__SOURCE EXTRACT__.
::::::::::
Re: Getting A Newb Started

From: David Starner (prosfilaes@gmail.com)
Date: Mon Jul 07 2008 - 19:33:06 CDT

  • Next message: John H. Jenkins: "Re: Getting A Newb Started"

    On Mon, Jul 7, 2008 at 7:17 PM, William J Poser <wjposer@ldc.upenn.edu> wrote:
    > Of course you want to be prepared for any possible input, but
    > in some cases you do know what the range of possible inputs is.
    > The input may not be coming directly from the user. It may be user
    > input that has already been cleaned or validated, or it may be
    > data that you yourself have generated.

    Most low-level string processing code shouldn't need to be rewritten
    for each application. If you've got UCS-2 only code, you have to
    reƫvaluate it for each project, or introduce a subtle bug by the reuse
    of code. If you don't reuse code, you're probably rewriting code,
    which introduces bugs, especially in the parts that aren't
    well-tested--which for most people will include non-BMP characters.
::::::::::
__DATASET SECTION__.

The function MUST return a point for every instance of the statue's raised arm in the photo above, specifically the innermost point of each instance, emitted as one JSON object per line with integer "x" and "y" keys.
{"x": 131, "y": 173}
::::::::::
__REQUIREMENT__.
Extract the full mailing-list post "Re: Getting A Newb Started" from above and reproduce it word for word, header lines included.

__RESPONSE TO THE EXERCISE__.
Re: Getting A Newb Started

From: David Starner (prosfilaes@gmail.com)
Date: Mon Jul 07 2008 - 19:33:06 CDT

  • Next message: John H. Jenkins: "Re: Getting A Newb Started"

    On Mon, Jul 7, 2008 at 7:17 PM, William J Poser <wjposer@ldc.upenn.edu> wrote:
    > Of course you want to be prepared for any possible input, but
    > in some cases you do know what the range of possible inputs is.
    > The input may not be coming directly from the user. It may be user
    > input that has already been cleaned or validated, or it may be
    > data that you yourself have generated.

    Most low-level string processing code shouldn't need to be rewritten
    for each application. If you've got UCS-2 only code, you have to
    reƫvaluate it for each project, or introduce a subtle bug by the reuse
    of code. If you don't reuse code, you're probably rewriting code,
    which introduces bugs, especially in the parts that aren't
    well-tested--which for most people will include non-BMP characters.